_Kutipan Pilihan_:
Saya ingat satu kasus yang sempat viral di media sosial beberapa waktu lalu. Seorang wisatawan asal Jakarta melontarkan kekesalannya di media sosial karena merasa menerima perlakuan yang berbeda dengan turis asing.
Saya kira banyak wisatawan lokal juga merasakan hal yang sama saat berlibur ke Bali. Masyarakat di sana lebih "welcome" ke turis asing ketimbang sesama bangsa. Sekalipun isi kantong kita lebih banyak daripada bule-bule itu.
Oh iya, jangan dikira wisatawan asing di Bali itu kaya-kaya. Di sana banyak bule-bule kere dengan bekal seadanya. Dan, ketika bekal mereka habis, apapun akan dilakukan bule-bule itu demi menyambung hidup mereka di pulau Dewata.
Saya pernah melihat seorang turis asing mengamen di perempatan jalan Imam Bonjol, Denpasar. Saya juga pernah mendengar dari beberapa pengusaha lokal yang saya temui, banyak turis-turis yang kehabisan uang saku itu "mengemis" pekerjaan di galeri atau toko-toko seni di seputaran Legian dan Ubud.
Mental "inlander" inilah yang kemudian dimanfaatkan WNA-WNA seperti Kristen Gray untuk mencari kesempatan dalam kesempitan, sekaligus keuntungan pribadi. Penghormatan yang berlebihan terhadap tamu-tamu asing ini akhirnya berubah menjadi senjata makan tuan.

_Daftar Tugas_:
(A) Kembalikan seluruh isi kutipan tentang turis asing di Bali, dari "Oh iya, jangan" terus ke bawah sampai "di pulau Dewata.", tanpa mengubah satu kata pun.
(B) Lanjutkan tulisan tentang turis asing di Bali, dimulai tepat setelah kalimat terakhirnya.

_Data Tersimpan_:
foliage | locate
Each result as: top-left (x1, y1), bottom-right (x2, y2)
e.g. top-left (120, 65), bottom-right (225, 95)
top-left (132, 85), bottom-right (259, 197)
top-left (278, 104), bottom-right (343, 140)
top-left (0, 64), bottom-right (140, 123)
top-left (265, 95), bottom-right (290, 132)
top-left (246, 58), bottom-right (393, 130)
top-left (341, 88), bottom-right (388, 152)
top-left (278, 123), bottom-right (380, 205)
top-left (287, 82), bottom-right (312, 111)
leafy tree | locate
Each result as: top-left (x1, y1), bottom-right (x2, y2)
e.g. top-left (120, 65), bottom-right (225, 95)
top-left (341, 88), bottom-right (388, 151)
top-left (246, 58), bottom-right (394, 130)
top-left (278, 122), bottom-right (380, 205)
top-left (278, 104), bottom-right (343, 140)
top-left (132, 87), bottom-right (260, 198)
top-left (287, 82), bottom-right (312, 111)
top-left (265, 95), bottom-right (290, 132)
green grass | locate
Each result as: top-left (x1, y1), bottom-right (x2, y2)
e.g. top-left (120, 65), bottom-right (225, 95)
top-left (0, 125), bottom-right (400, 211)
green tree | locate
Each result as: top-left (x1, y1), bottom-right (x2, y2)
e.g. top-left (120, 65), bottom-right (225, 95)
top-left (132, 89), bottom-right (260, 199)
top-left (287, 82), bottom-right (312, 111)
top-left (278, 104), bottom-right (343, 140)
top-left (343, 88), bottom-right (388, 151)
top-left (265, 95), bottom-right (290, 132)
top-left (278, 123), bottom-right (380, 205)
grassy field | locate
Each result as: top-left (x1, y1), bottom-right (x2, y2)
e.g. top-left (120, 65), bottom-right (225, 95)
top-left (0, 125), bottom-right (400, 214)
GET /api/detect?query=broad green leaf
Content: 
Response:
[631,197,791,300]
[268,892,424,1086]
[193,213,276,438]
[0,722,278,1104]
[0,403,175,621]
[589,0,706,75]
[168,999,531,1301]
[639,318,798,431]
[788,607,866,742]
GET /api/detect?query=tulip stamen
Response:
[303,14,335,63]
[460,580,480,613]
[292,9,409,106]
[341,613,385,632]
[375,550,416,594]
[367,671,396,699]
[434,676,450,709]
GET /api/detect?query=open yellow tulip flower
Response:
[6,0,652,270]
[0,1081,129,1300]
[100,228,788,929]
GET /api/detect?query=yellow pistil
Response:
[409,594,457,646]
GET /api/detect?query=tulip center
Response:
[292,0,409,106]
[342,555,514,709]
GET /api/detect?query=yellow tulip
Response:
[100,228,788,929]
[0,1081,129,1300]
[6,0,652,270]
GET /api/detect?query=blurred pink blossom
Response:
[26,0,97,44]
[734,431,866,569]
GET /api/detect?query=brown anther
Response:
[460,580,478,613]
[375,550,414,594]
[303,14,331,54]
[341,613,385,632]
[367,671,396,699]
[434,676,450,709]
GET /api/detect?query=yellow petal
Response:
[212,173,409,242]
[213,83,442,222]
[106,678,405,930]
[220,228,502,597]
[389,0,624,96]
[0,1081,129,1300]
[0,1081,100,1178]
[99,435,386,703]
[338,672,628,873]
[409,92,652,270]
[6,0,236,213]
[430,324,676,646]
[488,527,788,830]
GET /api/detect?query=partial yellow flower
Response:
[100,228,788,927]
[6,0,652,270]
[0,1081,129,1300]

_Jawaban Tugas_:
(A)
Oh iya, jangan dikira wisatawan asing di Bali itu kaya-kaya. Di sana banyak bule-bule kere dengan bekal seadanya. Dan, ketika bekal mereka habis, apapun akan dilakukan bule-bule itu demi menyambung hidup mereka di pulau Dewata.

(B)
Banyak WNA yang sikapnya ngelunjak. Mereka menganggap remeh aturan, hukum, dan adat istiadat masyarakat setempat. Di luar itu, lengahnya pengawasan dari aparat berwenang membuat mereka yang awalnya datang ke Bali untuk liburan, akhirnya memutuskan untuk tinggal lebih lama dari yang semestinya diijinkan.
Bangsa kita memang dikenal sebagai bangsa yang ramah. Malah, sikap ramah ini menjadi salah satu daya tarik pariwisata, selain keindahan dan kekayaan alamnya. Namun, hendaknya keramahan ini juga bisa kita letakkan secara adil.
Jangan hanya bisa bersikap ramah pada tamu asing, namun bersikap ramahlah terhadap tamu-tamu dari bangsa sendiri.